Required work:
Swap "Opinion" for "Decision" in the court order and give the passage from "UNITED STATES DISTRICT" up to and including "J.A. LIZARRAGO, Defendant.".

Reading text:
○ ○ ○ ○ ○

UNITED STATES DISTRICT COURT FOR THE EASTERN DISTRICT OF CALIFORNIA
Aug 2, 2019
No. 2:17-cv-02430-TLN-CKD PS (E.D. Cal. Aug. 2, 2019)

Opinion

No. 2:17-cv-02430-TLN-CKD PS

08-02-2019

JUANITA MACHADO, Plaintiff, v. J.A. LIZARRAGO, Defendant.


ORDER

Plaintiff is proceeding in this action pro se and in forma pauperis. This proceeding was referred to this court by Local Rule 302(c)(21). Background

On October 18, 2018, the undersigned issued findings and recommendations recommending that defendant Lizarrago's motion to dismiss plaintiff's first amended complaint be granted. (ECF No. 33.) The findings and recommendations found that plaintiff did not sufficiently allege causation in her First Amendment claim because plaintiff offered nothing but conclusory statements concerning defendant Lizarraga's knowledge of plaintiff's participation in litigation, which plaintiff claims is the substantial or motivating factor behind defendant's conduct. (Id. at 4-5.) Regarding plaintiff's conspiracy claim, the undersigned found that plaintiff's conclusory allegations that defendant Lizarraga conspired with unnamed Doe defendants to retaliate against her in violation of the First Amendment are not sufficient for the same reasons plaintiff's First Amendment claim failed to state a claim upon which relief could be granted. (Id. at 5.)

○ ○ ○ ○ ○

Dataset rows
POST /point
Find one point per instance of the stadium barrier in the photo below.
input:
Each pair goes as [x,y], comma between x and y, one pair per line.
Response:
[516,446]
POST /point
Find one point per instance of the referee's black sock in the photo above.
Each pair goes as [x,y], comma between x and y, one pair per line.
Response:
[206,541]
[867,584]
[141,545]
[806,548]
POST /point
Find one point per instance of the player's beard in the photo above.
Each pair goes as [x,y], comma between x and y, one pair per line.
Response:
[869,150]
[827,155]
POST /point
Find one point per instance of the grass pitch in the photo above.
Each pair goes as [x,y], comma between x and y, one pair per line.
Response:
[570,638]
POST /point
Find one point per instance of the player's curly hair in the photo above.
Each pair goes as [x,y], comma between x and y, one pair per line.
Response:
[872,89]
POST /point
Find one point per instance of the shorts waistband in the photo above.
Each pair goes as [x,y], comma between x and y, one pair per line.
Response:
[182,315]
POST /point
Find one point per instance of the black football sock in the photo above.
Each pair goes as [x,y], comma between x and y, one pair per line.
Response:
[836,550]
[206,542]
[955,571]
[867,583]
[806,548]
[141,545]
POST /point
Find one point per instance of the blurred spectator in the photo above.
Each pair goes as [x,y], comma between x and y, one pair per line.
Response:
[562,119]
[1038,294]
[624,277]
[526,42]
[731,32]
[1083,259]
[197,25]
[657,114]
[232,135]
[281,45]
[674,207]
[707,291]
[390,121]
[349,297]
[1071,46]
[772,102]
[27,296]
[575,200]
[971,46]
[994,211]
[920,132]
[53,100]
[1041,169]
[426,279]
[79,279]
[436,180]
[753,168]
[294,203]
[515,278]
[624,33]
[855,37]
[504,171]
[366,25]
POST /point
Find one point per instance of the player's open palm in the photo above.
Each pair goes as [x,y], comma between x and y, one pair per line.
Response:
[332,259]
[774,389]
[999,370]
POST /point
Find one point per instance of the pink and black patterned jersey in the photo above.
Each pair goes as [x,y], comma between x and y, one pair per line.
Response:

○ ○ ○ ○ ○

Output of the exercise:
UNITED STATES DISTRICT COURT FOR THE EASTERN DISTRICT OF CALIFORNIA
Aug 2, 2019
No. 2:17-cv-02430-TLN-CKD PS (E.D. Cal. Aug. 2, 2019)

Decision

No. 2:17-cv-02430-TLN-CKD PS

08-02-2019

JUANITA MACHADO, Plaintiff, v. J.A. LIZARRAGO, Defendant.